Start of Source records

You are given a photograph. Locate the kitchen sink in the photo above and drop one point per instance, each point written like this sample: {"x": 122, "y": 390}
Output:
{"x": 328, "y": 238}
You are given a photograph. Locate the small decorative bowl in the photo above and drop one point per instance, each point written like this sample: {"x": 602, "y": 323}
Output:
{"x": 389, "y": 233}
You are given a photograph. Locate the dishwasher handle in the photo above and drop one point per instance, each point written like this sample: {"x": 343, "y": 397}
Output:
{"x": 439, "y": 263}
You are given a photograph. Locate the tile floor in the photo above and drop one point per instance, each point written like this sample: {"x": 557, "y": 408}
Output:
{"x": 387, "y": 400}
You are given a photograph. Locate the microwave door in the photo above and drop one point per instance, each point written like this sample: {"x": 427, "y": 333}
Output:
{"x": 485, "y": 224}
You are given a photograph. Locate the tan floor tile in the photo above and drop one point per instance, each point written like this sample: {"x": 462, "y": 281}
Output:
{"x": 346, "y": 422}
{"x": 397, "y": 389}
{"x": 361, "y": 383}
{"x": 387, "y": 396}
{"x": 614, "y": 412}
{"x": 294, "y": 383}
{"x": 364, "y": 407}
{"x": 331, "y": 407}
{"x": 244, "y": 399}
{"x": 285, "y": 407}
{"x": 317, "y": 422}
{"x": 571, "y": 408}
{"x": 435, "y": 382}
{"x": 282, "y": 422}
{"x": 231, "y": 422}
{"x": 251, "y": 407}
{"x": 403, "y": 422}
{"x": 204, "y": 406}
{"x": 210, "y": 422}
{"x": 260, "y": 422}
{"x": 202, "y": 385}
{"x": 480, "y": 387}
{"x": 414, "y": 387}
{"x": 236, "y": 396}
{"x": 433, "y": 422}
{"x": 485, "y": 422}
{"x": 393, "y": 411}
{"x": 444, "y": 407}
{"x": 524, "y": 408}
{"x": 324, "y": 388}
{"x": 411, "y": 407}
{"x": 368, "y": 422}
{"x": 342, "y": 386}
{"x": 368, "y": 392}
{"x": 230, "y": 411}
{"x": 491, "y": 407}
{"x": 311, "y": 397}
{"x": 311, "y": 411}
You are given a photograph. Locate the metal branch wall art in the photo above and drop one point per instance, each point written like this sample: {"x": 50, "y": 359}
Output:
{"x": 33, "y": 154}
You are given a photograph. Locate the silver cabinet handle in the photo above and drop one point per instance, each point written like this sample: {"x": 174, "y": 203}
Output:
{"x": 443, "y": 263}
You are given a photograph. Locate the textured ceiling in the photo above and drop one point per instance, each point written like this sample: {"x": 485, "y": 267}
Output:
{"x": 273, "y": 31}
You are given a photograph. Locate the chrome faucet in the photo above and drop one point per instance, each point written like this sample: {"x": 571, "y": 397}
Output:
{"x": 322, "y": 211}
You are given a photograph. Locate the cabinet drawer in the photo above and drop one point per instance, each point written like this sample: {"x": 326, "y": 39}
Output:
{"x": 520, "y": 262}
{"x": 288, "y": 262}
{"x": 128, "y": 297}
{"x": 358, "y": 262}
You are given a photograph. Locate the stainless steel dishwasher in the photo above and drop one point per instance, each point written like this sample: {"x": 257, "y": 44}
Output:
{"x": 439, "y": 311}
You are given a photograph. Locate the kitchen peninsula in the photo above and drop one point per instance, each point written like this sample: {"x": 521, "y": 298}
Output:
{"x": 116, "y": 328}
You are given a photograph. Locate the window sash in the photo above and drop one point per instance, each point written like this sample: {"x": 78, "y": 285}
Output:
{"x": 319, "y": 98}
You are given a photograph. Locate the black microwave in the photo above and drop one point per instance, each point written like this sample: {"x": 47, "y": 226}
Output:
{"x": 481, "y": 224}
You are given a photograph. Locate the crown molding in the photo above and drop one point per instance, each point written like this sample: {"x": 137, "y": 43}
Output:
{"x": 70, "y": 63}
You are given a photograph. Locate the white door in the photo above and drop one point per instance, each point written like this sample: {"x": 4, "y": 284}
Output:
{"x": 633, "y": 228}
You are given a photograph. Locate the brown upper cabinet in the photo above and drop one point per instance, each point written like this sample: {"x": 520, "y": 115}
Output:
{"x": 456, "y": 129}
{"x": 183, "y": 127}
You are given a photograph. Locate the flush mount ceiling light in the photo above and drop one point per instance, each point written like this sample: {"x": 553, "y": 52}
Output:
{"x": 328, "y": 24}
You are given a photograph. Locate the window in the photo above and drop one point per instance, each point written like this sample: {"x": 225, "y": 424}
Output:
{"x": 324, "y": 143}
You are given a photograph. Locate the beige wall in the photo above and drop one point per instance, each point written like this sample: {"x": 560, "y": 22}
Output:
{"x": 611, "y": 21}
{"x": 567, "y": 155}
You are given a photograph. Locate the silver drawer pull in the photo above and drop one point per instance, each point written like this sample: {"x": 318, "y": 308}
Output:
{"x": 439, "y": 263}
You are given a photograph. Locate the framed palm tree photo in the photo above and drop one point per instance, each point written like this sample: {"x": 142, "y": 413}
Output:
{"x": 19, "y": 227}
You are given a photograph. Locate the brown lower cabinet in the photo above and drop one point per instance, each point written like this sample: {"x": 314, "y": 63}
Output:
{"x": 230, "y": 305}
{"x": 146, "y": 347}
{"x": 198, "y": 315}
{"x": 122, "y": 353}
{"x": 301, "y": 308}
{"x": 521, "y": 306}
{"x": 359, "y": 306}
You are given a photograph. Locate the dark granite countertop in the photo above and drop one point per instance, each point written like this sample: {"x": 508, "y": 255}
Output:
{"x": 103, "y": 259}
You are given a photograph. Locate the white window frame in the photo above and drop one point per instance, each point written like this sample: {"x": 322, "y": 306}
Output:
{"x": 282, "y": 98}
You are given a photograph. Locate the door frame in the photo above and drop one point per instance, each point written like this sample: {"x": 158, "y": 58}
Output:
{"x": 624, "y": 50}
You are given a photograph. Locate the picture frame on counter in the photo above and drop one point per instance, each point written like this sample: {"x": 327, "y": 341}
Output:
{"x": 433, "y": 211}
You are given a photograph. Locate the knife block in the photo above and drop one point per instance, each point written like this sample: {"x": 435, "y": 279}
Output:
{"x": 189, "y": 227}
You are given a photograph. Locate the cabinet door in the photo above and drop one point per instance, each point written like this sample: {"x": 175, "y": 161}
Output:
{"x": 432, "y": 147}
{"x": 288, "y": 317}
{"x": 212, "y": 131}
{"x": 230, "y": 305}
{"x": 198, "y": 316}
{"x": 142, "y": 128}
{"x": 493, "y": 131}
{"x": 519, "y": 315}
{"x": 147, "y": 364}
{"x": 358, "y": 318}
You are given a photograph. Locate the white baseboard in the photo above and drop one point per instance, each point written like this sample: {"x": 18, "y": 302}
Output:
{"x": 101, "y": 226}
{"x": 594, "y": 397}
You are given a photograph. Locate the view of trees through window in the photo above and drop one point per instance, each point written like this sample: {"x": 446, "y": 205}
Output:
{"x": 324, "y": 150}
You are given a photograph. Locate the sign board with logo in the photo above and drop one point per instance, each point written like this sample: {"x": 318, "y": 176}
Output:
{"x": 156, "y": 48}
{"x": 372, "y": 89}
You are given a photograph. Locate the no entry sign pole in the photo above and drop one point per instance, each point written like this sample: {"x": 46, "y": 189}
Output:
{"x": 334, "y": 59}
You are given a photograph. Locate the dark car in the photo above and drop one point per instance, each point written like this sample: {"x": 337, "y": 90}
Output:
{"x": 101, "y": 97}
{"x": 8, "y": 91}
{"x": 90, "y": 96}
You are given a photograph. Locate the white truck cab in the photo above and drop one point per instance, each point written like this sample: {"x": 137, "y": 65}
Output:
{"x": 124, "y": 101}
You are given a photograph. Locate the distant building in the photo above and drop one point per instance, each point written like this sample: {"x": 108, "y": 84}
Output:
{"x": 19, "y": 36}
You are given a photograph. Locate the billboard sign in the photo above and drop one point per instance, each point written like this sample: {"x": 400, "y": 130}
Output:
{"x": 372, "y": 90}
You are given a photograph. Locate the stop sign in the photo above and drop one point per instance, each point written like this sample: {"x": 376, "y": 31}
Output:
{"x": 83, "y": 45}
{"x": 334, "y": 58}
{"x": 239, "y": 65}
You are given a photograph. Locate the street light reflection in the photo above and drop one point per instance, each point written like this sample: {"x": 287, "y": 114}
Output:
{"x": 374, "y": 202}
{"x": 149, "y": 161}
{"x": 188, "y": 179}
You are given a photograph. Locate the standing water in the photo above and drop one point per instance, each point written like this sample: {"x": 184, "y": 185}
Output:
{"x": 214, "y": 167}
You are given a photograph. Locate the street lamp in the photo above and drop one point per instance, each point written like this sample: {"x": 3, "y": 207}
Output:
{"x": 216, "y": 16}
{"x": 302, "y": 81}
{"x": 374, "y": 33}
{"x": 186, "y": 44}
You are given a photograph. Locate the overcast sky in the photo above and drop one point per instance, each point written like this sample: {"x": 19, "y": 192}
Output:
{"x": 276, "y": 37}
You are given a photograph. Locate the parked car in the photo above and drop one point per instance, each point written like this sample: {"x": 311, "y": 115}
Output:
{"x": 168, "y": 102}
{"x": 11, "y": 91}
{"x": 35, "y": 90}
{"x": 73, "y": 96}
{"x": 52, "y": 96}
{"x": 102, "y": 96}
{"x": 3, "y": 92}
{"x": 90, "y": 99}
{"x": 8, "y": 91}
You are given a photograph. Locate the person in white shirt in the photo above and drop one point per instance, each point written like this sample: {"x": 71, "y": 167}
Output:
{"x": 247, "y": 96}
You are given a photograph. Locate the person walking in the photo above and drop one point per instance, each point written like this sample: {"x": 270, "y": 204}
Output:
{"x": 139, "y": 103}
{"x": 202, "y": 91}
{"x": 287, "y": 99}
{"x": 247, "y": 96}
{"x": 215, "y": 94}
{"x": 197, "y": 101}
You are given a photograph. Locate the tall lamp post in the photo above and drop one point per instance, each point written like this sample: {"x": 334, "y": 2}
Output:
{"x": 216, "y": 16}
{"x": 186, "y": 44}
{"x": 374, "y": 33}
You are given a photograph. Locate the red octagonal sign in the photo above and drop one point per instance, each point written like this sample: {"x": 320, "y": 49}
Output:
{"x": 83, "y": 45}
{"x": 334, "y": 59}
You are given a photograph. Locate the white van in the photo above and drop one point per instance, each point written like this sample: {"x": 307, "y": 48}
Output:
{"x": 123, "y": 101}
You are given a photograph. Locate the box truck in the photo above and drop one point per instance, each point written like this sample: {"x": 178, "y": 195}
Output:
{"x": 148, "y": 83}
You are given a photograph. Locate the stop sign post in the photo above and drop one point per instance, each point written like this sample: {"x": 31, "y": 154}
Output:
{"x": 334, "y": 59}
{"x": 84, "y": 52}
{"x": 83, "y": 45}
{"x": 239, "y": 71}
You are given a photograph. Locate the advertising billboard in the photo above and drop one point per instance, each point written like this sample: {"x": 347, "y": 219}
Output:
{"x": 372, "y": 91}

End of Source records

**What needs to be done**
Every line of the data that includes the word "white" should be copied.

**Response to this task**
You are given a photograph. Locate the white door in the photo above and drop one point per instance, each point written like this sample: {"x": 4, "y": 284}
You are given a photograph. Locate the white window frame in the photo above and drop one point per instance, each point written like this sample: {"x": 322, "y": 306}
You are given a photograph. Locate the white baseboard in the photo above and drop one point per instance, each point written like this sample: {"x": 18, "y": 302}
You are given a photograph. Locate the white truck cab in the photo above and drop one point per instance, each point written like this sample: {"x": 137, "y": 65}
You are given a photograph. Locate the person in white shirt in the photo above and drop one point per instance, each point written like this sample: {"x": 71, "y": 167}
You are given a photograph. Locate the white van in the photo above and drop one point per instance, each point written like this sample: {"x": 307, "y": 48}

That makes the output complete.